### Passage to read
Current BMW subscription offerings in the US include BMW Drive Recorder (a dash-cam function using existing driver-assist cameras), remote start, and various driver assistance packages. The company contends these services require ongoing infrastructure costs that justify monthly fees.
Other Automakers Push Forward
BMW isn't alone in testing subscription limits. Tesla eliminated the option to purchase Full Self-Driving outright in February 2026, forcing all customers into a $99 monthly subscription. Even buyers who might keep their Tesla for ten years and pay $11,880 in subscription fees have no choice — it's subscribe or go without.
Mercedes-Benz publicly criticized BMW's approach while quietly offering its own subscriptions. Magnus Ostberg, Mercedes' Chief Software Officer, told Top Gear the company provides a "luxury and holistic experience" without "nickeling and diming our customers." Yet Mercedes charges yearly fees to unlock additional performance in its EQ electric vehicles.
Volkswagen offers power upgrades by subscription on some EVs. Hyundai announced it's considering putting "Drift Mode" on the Ioniq 5 N behind a subscription paywall. Mazda keeps connected services locked behind annual fees even after hacking incidents and customer complaints.
The financial incentive is massive. Stellantis estimates it will earn €4 billion annually by 2026 from "monetizable connected cars," rising to €20 billion per year by the end of the decade. That's real money, and it's driving automaker strategy across the industry.
Why This Keeps Happening
Automakers see subscription revenue as the future. One-time purchases generate money once. Subscriptions generate recurring revenue forever, and Wall Street values that predictability far more than unpredictable equipment sales.
The logic goes like this: build the hardware into every car to simplify manufacturing, then let customers activate features as needed. Buyers who want something immediately can purchase lifetime access. Buyers who only need it occasionally can subscribe monthly. Everyone gets flexibility.

### Requirement 1
According to the passage on car subscriptions, what monthly price must Tesla customers pay for Full Self-Driving?
### Requirement 2
Pick up the passage on car subscriptions after its last sentence and keep writing.
The records that come next have no connection to the passage on car subscriptions.

### Data records
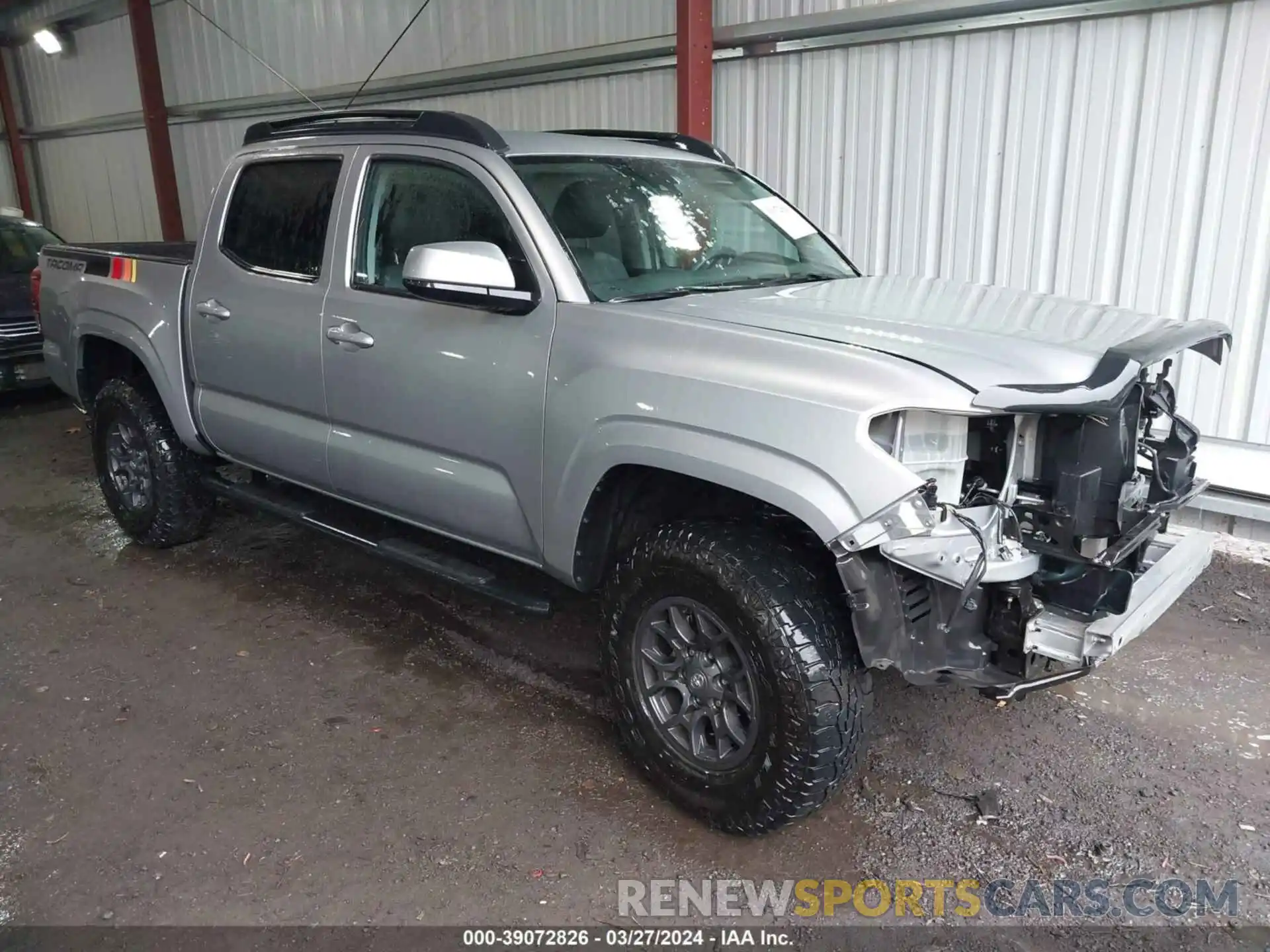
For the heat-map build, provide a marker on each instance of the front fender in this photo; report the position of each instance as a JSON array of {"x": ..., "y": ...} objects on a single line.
[{"x": 762, "y": 473}]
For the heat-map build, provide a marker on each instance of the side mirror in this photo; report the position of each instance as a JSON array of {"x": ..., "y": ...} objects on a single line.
[{"x": 465, "y": 273}]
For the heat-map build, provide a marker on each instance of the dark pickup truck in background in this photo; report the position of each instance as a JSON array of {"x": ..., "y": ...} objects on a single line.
[{"x": 22, "y": 362}]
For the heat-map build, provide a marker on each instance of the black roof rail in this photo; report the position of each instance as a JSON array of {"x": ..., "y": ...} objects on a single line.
[
  {"x": 671, "y": 140},
  {"x": 353, "y": 122}
]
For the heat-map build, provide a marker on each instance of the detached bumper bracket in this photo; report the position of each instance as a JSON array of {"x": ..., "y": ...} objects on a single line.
[{"x": 1023, "y": 688}]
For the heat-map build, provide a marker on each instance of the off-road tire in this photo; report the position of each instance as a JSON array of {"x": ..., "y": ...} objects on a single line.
[
  {"x": 814, "y": 696},
  {"x": 181, "y": 508}
]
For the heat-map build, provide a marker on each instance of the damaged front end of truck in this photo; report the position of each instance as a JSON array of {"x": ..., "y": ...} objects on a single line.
[{"x": 1038, "y": 545}]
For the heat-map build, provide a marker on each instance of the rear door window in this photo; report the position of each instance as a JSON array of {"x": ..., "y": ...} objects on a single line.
[{"x": 278, "y": 214}]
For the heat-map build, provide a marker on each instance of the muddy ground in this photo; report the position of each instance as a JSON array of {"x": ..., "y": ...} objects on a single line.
[{"x": 271, "y": 728}]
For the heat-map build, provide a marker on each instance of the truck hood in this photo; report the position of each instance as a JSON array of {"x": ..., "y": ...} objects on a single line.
[{"x": 1016, "y": 349}]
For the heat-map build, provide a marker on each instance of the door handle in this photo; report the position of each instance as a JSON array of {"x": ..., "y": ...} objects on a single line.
[
  {"x": 349, "y": 333},
  {"x": 211, "y": 307}
]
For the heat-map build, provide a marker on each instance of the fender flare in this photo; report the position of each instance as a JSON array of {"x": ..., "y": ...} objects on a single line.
[
  {"x": 130, "y": 337},
  {"x": 786, "y": 483}
]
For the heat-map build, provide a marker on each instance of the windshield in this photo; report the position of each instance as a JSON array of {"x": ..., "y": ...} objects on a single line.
[
  {"x": 656, "y": 227},
  {"x": 19, "y": 245}
]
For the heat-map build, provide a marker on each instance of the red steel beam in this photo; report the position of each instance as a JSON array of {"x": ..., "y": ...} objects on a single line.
[
  {"x": 16, "y": 153},
  {"x": 695, "y": 67},
  {"x": 154, "y": 110}
]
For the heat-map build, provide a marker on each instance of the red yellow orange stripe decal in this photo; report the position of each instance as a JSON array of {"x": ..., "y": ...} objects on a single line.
[{"x": 124, "y": 270}]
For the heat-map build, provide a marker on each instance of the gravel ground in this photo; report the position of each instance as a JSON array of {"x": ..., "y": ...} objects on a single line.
[{"x": 271, "y": 728}]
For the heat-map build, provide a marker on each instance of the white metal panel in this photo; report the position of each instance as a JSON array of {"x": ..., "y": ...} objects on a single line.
[
  {"x": 8, "y": 188},
  {"x": 636, "y": 100},
  {"x": 329, "y": 42},
  {"x": 728, "y": 13},
  {"x": 632, "y": 100},
  {"x": 1123, "y": 160},
  {"x": 31, "y": 16},
  {"x": 200, "y": 150},
  {"x": 99, "y": 187},
  {"x": 98, "y": 78}
]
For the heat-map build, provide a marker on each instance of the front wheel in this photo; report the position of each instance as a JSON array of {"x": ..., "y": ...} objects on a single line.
[
  {"x": 734, "y": 673},
  {"x": 150, "y": 480}
]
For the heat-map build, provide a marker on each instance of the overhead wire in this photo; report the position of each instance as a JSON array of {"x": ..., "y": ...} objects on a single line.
[
  {"x": 254, "y": 56},
  {"x": 417, "y": 15}
]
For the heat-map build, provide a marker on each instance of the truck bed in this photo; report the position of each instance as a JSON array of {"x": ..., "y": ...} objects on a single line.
[
  {"x": 167, "y": 252},
  {"x": 128, "y": 294}
]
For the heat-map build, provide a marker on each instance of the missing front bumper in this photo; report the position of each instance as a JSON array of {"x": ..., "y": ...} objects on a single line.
[
  {"x": 1175, "y": 561},
  {"x": 897, "y": 612}
]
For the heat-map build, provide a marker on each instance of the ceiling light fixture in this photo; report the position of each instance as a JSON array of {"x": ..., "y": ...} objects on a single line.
[{"x": 48, "y": 41}]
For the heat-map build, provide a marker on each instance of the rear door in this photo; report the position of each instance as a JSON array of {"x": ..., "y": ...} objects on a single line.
[
  {"x": 254, "y": 315},
  {"x": 437, "y": 416}
]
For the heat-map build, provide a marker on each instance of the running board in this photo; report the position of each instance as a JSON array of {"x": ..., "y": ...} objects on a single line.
[{"x": 320, "y": 514}]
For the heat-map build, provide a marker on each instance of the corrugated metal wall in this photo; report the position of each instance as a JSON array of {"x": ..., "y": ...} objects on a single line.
[
  {"x": 98, "y": 79},
  {"x": 332, "y": 42},
  {"x": 101, "y": 187},
  {"x": 1123, "y": 160},
  {"x": 643, "y": 100}
]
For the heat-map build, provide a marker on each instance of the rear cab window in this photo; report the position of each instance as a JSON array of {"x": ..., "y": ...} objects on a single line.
[{"x": 278, "y": 215}]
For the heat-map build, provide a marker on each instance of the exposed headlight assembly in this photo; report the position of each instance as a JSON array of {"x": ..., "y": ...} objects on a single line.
[{"x": 931, "y": 444}]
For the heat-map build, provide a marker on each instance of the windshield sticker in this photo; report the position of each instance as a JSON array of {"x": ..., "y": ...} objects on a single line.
[{"x": 784, "y": 216}]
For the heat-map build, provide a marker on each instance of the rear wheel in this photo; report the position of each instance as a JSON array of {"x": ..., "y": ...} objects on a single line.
[
  {"x": 734, "y": 673},
  {"x": 151, "y": 483}
]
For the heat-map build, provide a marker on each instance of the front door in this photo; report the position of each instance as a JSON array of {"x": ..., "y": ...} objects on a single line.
[
  {"x": 436, "y": 409},
  {"x": 255, "y": 333}
]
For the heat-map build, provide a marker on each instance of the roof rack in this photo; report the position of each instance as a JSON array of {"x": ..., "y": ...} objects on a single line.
[
  {"x": 353, "y": 122},
  {"x": 671, "y": 140}
]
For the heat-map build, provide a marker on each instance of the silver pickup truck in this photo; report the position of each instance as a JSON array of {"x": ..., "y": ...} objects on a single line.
[{"x": 622, "y": 361}]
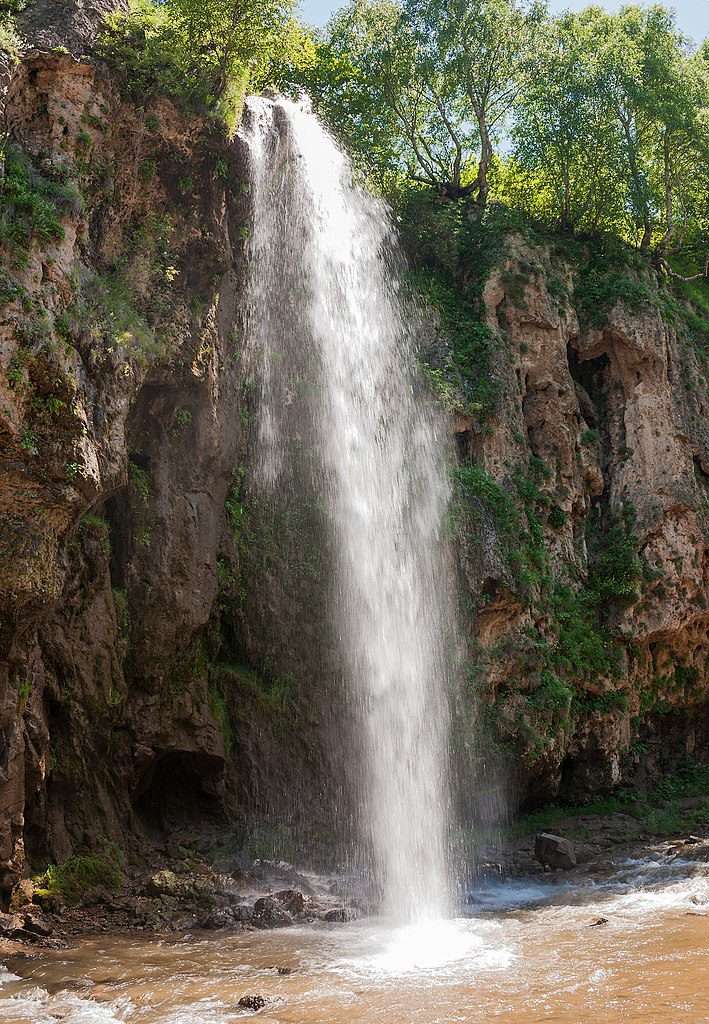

### Response 1
$99 a month.

### Response 2
The problem is that customers see it differently. When you buy a $50,000 car with heated seats already installed, being asked to pay $18 monthly to turn them on feels like extortion. You already paid for the hardware when you bought the vehicle. Now the manufacturer wants to charge you again just to flip the switch.
BMW learned this lesson the hard way with heated seats. But the company and its competitors believe software subscriptions are different enough that customers will accept them.
What Comes Next
The subscription trend isn't reversing. It's expanding into areas where automakers think they can justify ongoing fees: advanced driver assistance, performance upgrades, navigation updates, remote services, and entertainment features.
The key battleground will be distinguishing between hardware already in the car and software that genuinely requires ongoing support. Heated seats crossed the line. Parking assist that uses cloud processing might not.
For buyers, the message is clear: check what features require subscriptions before purchasing. That $40,000 SUV might have heated seats, but activating them could cost $18 every month. The sticker price no longer tells the whole story.